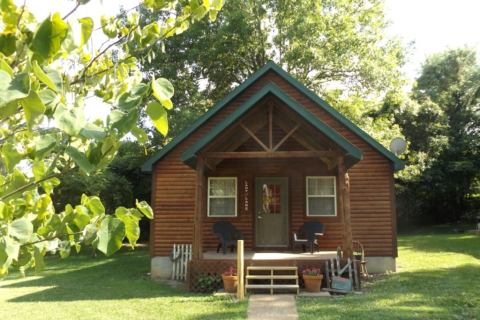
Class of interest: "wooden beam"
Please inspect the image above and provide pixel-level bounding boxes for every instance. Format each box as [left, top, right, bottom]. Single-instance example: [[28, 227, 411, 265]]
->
[[268, 103, 273, 151], [192, 157, 206, 260], [205, 150, 339, 159], [338, 157, 353, 259], [240, 123, 268, 151], [273, 123, 300, 151]]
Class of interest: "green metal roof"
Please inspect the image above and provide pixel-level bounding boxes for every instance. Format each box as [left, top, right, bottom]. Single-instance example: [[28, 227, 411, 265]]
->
[[142, 61, 404, 172], [181, 82, 363, 168]]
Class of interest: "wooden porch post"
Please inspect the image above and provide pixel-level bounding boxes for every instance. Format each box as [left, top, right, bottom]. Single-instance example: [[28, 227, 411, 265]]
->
[[192, 156, 205, 260], [338, 157, 353, 258]]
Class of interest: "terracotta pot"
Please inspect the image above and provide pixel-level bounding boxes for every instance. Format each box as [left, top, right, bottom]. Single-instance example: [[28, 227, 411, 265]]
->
[[303, 274, 323, 292], [222, 275, 238, 293]]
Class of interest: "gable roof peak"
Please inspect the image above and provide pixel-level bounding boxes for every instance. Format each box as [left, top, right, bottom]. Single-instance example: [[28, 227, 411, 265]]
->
[[142, 60, 404, 172]]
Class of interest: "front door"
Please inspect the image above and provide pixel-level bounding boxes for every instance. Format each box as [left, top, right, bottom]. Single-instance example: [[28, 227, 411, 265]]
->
[[255, 178, 289, 247]]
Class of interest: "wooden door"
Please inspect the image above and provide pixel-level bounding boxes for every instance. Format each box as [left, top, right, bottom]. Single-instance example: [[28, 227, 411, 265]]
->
[[255, 177, 289, 247]]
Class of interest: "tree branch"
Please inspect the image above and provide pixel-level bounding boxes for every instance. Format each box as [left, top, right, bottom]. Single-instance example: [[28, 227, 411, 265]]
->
[[62, 1, 80, 20], [20, 231, 83, 247], [0, 172, 66, 201]]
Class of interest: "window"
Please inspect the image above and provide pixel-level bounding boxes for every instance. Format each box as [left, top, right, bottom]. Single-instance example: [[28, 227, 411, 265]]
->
[[208, 177, 237, 217], [306, 177, 337, 216]]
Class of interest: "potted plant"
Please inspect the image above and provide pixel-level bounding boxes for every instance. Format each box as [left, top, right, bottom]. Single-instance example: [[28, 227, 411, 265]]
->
[[222, 267, 238, 293], [302, 268, 323, 292]]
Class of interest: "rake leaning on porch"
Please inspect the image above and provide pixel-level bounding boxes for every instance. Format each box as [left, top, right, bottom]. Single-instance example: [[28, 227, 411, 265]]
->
[[143, 62, 403, 277]]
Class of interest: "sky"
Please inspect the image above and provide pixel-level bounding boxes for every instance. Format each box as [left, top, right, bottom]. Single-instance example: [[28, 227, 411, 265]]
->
[[15, 0, 480, 80], [385, 0, 480, 80]]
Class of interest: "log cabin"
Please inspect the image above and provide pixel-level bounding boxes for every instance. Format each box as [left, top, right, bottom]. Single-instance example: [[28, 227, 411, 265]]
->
[[142, 62, 403, 278]]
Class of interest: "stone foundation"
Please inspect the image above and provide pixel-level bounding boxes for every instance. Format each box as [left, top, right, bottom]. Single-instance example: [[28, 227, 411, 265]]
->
[[365, 257, 397, 274], [151, 257, 172, 279]]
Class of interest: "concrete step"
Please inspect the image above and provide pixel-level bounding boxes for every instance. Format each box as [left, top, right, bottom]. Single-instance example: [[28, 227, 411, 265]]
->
[[247, 274, 298, 280], [245, 284, 300, 290]]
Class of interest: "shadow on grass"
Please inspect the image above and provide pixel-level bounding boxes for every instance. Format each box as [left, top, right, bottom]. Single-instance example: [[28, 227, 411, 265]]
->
[[297, 264, 480, 320], [2, 251, 196, 302], [398, 233, 480, 259]]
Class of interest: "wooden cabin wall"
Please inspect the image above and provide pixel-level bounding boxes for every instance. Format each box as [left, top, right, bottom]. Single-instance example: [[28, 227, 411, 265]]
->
[[150, 71, 397, 256]]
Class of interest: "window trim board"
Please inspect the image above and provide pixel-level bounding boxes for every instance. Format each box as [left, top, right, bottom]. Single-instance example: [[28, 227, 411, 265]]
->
[[207, 177, 238, 218], [305, 176, 338, 218]]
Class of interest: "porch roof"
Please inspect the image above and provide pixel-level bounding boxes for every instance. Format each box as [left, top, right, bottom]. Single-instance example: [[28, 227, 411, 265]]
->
[[181, 82, 363, 168], [142, 61, 404, 172], [181, 82, 363, 168]]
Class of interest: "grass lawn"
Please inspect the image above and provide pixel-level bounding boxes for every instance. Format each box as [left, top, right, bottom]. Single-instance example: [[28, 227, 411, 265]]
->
[[0, 250, 247, 320], [0, 229, 480, 320], [297, 228, 480, 320]]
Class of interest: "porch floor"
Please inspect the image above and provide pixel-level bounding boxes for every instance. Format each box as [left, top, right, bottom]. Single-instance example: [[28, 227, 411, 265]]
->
[[203, 251, 337, 261]]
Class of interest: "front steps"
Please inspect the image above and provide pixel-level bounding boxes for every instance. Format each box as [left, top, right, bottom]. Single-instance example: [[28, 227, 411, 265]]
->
[[245, 266, 300, 294]]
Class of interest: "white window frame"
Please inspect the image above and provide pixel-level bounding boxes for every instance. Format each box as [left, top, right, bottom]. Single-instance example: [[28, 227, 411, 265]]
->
[[305, 176, 337, 217], [207, 177, 238, 218]]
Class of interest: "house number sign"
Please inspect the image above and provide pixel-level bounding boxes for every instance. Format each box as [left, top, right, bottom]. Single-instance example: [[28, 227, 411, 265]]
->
[[243, 180, 248, 212]]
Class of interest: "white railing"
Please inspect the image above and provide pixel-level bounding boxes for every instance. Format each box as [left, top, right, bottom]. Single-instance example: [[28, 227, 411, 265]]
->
[[171, 244, 192, 281]]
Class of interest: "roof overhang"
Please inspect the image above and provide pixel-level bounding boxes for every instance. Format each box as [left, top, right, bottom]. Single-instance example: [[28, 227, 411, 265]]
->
[[142, 61, 405, 172], [181, 82, 363, 168]]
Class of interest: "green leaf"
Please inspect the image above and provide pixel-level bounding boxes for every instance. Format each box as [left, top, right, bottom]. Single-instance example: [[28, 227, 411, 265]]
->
[[80, 123, 107, 140], [78, 17, 93, 47], [53, 105, 85, 136], [83, 223, 97, 245], [115, 207, 140, 248], [131, 126, 148, 144], [0, 59, 13, 77], [31, 12, 68, 59], [8, 218, 33, 243], [32, 160, 47, 181], [135, 200, 153, 219], [97, 216, 125, 256], [152, 78, 174, 109], [34, 134, 57, 158], [212, 0, 225, 11], [65, 146, 95, 174], [100, 16, 117, 38], [87, 196, 105, 216], [32, 61, 58, 92], [0, 33, 17, 57], [33, 246, 45, 272], [73, 205, 90, 230], [0, 70, 30, 107], [145, 101, 168, 136], [2, 142, 23, 172], [0, 236, 20, 276], [20, 91, 46, 128], [118, 92, 142, 111]]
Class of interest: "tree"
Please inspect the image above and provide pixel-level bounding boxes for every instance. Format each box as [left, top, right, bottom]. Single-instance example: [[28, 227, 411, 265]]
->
[[138, 0, 404, 146], [0, 0, 222, 276], [392, 49, 480, 223]]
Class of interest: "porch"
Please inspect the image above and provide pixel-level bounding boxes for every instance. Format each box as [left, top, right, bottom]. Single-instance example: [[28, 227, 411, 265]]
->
[[181, 90, 362, 261], [203, 251, 337, 263]]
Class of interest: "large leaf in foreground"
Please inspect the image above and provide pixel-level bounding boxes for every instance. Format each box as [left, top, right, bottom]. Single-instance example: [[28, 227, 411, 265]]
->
[[145, 101, 168, 136], [31, 13, 68, 59], [8, 218, 33, 243], [97, 216, 125, 256]]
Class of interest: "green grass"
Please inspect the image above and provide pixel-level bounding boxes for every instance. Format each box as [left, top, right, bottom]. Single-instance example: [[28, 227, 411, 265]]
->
[[297, 227, 480, 320], [0, 250, 246, 320], [0, 227, 480, 320]]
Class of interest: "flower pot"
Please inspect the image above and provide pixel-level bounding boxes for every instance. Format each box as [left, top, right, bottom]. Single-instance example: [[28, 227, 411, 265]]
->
[[222, 275, 238, 293], [303, 274, 323, 292]]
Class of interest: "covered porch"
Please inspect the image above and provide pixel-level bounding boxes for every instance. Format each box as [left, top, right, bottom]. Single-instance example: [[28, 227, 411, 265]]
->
[[202, 250, 337, 262], [181, 84, 362, 263]]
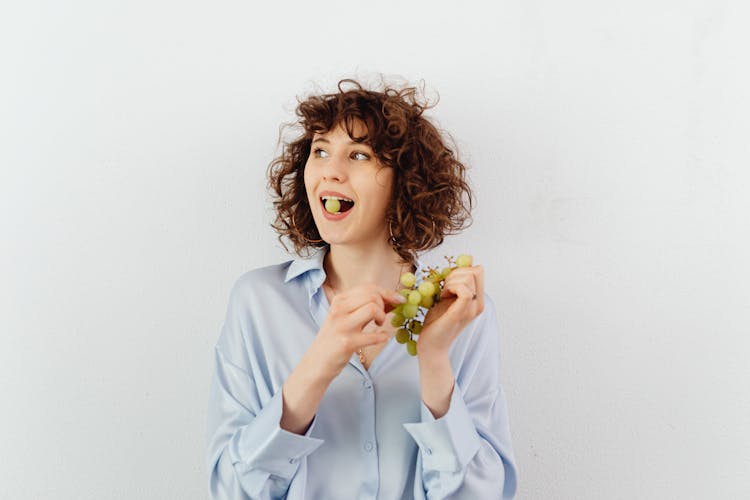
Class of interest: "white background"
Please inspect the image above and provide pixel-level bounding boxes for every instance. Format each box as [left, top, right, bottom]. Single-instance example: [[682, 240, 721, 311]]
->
[[0, 0, 750, 500]]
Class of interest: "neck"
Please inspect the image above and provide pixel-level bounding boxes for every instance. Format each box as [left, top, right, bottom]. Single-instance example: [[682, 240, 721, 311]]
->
[[323, 245, 416, 293]]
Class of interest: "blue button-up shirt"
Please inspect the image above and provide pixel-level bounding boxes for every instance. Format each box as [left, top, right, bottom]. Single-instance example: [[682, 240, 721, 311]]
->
[[206, 247, 517, 500]]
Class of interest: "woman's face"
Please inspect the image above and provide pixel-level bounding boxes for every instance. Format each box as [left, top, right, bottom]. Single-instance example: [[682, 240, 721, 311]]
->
[[305, 123, 394, 248]]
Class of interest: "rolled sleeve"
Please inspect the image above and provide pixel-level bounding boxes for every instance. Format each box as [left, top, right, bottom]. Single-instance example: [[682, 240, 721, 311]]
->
[[403, 383, 480, 472]]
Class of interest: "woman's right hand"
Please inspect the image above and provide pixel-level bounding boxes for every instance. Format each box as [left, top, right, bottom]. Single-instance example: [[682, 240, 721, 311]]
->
[[308, 284, 405, 379]]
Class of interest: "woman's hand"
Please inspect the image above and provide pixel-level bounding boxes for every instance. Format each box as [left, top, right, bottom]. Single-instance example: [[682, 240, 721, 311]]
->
[[308, 284, 404, 379], [417, 266, 484, 359]]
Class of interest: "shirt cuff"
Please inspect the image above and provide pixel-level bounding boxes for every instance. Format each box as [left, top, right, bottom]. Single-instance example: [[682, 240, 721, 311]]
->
[[239, 389, 325, 479], [403, 382, 481, 472]]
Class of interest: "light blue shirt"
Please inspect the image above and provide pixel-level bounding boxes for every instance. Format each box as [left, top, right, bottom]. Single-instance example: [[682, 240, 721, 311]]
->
[[206, 246, 517, 500]]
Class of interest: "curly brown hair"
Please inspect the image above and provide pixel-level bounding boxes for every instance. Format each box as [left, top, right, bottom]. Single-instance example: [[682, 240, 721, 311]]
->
[[267, 79, 473, 263]]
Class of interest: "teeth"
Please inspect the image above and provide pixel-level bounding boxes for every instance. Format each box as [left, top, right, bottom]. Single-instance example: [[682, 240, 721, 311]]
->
[[320, 196, 354, 203]]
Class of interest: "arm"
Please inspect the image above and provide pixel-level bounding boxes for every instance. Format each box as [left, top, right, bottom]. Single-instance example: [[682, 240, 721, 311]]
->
[[404, 295, 517, 499]]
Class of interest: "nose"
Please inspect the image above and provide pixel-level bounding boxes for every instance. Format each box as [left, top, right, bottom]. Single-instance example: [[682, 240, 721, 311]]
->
[[323, 155, 346, 182]]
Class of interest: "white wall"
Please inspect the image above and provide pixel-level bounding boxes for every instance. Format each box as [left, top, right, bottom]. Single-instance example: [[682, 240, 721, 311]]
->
[[0, 0, 750, 500]]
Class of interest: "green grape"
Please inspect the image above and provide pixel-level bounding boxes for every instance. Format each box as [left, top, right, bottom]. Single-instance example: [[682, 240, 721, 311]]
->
[[391, 311, 406, 326], [401, 273, 417, 288], [406, 339, 417, 356], [396, 328, 409, 344], [419, 295, 435, 309], [325, 198, 341, 214], [417, 281, 435, 297], [456, 253, 473, 267], [402, 304, 419, 318]]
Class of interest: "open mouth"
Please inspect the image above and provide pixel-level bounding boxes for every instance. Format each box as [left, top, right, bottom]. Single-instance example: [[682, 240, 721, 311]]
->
[[320, 196, 354, 214]]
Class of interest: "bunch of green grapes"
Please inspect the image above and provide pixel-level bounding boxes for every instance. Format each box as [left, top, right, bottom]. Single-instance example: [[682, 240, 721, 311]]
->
[[391, 254, 472, 356]]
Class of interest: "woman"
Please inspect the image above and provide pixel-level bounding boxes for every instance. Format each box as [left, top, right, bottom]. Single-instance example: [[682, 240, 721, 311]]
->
[[207, 80, 517, 500]]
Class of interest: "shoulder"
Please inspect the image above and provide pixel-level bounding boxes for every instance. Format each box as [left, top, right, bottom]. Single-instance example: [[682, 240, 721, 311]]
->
[[231, 260, 294, 297]]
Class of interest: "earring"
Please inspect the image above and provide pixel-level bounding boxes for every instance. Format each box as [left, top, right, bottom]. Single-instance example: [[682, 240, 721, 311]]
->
[[292, 212, 323, 243], [388, 220, 400, 247]]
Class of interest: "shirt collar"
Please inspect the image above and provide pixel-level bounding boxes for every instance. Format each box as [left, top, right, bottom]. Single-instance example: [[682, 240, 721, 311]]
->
[[284, 245, 328, 283]]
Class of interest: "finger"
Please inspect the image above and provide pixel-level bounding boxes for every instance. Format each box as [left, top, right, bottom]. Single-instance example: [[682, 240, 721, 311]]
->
[[440, 276, 475, 299], [474, 266, 484, 311], [354, 332, 391, 349], [454, 283, 475, 309], [347, 302, 385, 331]]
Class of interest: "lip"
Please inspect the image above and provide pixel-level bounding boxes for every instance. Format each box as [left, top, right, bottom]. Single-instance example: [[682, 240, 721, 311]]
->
[[318, 189, 357, 220], [318, 190, 354, 201]]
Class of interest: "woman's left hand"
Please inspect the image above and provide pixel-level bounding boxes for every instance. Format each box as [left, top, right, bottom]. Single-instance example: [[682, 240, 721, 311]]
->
[[417, 266, 484, 359]]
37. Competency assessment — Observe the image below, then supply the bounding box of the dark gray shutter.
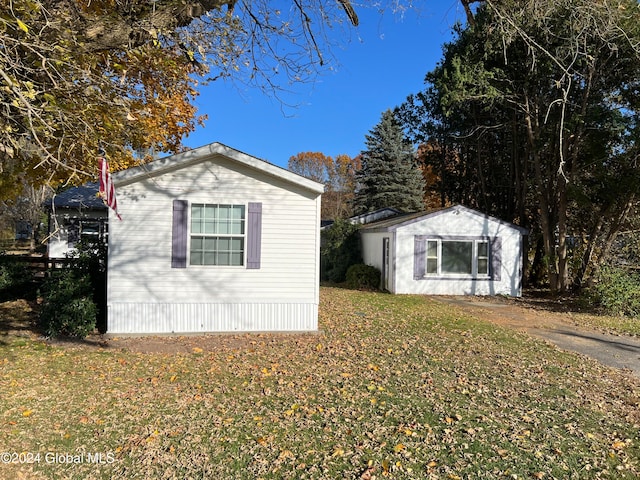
[171,200,189,268]
[247,203,262,269]
[490,237,502,282]
[413,236,427,280]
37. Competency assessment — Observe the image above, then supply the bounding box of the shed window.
[425,239,489,277]
[189,203,245,266]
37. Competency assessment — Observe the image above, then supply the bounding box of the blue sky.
[184,0,465,167]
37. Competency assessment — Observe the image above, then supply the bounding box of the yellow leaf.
[16,18,29,33]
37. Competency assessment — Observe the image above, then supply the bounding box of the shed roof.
[46,182,107,210]
[112,142,324,193]
[360,205,529,235]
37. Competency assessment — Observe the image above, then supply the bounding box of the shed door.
[382,237,390,290]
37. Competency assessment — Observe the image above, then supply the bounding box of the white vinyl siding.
[108,156,320,332]
[360,206,523,296]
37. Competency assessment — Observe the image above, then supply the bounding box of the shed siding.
[108,157,320,333]
[362,210,522,296]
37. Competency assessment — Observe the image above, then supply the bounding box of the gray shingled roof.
[47,182,107,210]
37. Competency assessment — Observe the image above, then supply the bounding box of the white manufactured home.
[107,143,324,334]
[360,205,527,296]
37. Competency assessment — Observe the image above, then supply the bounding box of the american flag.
[98,158,122,220]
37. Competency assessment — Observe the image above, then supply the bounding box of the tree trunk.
[525,96,558,294]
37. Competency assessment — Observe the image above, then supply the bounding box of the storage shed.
[360,205,527,296]
[107,143,324,334]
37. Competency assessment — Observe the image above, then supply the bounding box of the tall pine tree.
[353,110,424,214]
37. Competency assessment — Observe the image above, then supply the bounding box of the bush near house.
[589,266,640,317]
[320,219,362,283]
[39,269,97,338]
[347,263,381,290]
[0,255,36,301]
[39,239,106,338]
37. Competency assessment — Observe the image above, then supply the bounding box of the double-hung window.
[189,203,245,266]
[425,238,489,278]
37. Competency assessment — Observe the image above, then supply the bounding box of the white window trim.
[187,201,248,270]
[424,237,491,279]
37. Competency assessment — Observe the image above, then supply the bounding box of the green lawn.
[0,288,640,480]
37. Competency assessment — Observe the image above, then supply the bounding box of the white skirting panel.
[107,303,318,334]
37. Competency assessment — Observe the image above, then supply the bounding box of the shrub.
[39,269,97,338]
[0,261,25,290]
[591,266,640,317]
[347,263,381,290]
[0,257,36,301]
[320,219,362,283]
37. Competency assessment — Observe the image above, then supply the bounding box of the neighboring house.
[107,143,324,334]
[360,205,527,296]
[46,183,108,258]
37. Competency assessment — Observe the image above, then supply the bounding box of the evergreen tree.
[354,110,424,214]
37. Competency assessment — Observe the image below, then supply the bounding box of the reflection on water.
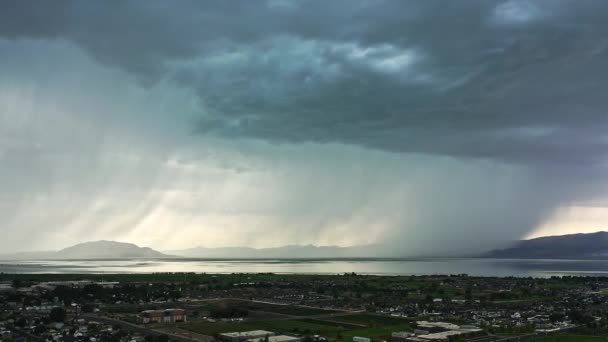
══════════════════════════════
Put the lines starting at the one containing "tall pine tree." and ending at the one containing "[46,183,108,258]" into a JSON list of strings, one string per line, leaving out blank lines.

[
  "37. Competency assessment — Observe the image above, then supply the bounding box of the tall pine tree.",
  "[353,110,424,214]",
  "37. Competency assessment — Observe the image above, then supply the bounding box of the bush near house.",
  "[589,266,640,317]",
  "[320,219,362,283]",
  "[39,269,97,338]",
  "[347,263,381,290]",
  "[0,255,36,301]",
  "[39,239,106,338]",
  "37. Competency assessment — Observe the image above, then supply the bounding box of the double-hung window.",
  "[189,203,245,266]",
  "[425,238,489,278]",
  "37. Competency assessment — Observe the image above, then supply the bounding box of the white window trim.",
  "[187,201,248,270]",
  "[424,237,491,279]",
  "37. Competency assessment — Observe the image above, then supply the bounding box of the green lawn.",
  "[0,288,640,480]",
  "37. Competency assessment — Observe the image above, then supply the bounding box of the white skirting panel.",
  "[107,303,318,334]",
  "37. Competency assessment — Observe the image above, then supply the bounding box of the shrub.",
  "[39,269,97,338]",
  "[0,261,25,290]",
  "[591,266,640,317]",
  "[347,263,381,290]",
  "[0,257,36,301]",
  "[320,219,362,283]",
  "37. Competency assessment — Observe the image above, then supply the bounding box of the neighboring house.",
  "[107,143,324,334]",
  "[360,205,527,296]",
  "[46,183,108,258]"
]